SUPPLIED DATA:

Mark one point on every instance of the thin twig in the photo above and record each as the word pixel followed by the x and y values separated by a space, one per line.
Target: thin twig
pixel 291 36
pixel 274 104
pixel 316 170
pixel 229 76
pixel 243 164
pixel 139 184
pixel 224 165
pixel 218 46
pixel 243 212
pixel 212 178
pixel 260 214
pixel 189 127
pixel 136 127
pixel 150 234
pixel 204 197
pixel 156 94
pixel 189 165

TASK DESCRIPTION:
Reproduce the material above, replacing each occurrence of "thin twig" with "slender branch" and leaving every other part unchanged.

OUTPUT:
Mark one point on every instance of the slender branch in the photo above and record each as the word pixel followed by the x and y values separated by a space, one per line.
Target: slender branch
pixel 291 36
pixel 274 104
pixel 316 170
pixel 229 76
pixel 243 164
pixel 139 184
pixel 224 165
pixel 218 46
pixel 243 212
pixel 212 178
pixel 260 214
pixel 189 127
pixel 136 127
pixel 150 234
pixel 204 197
pixel 156 94
pixel 189 165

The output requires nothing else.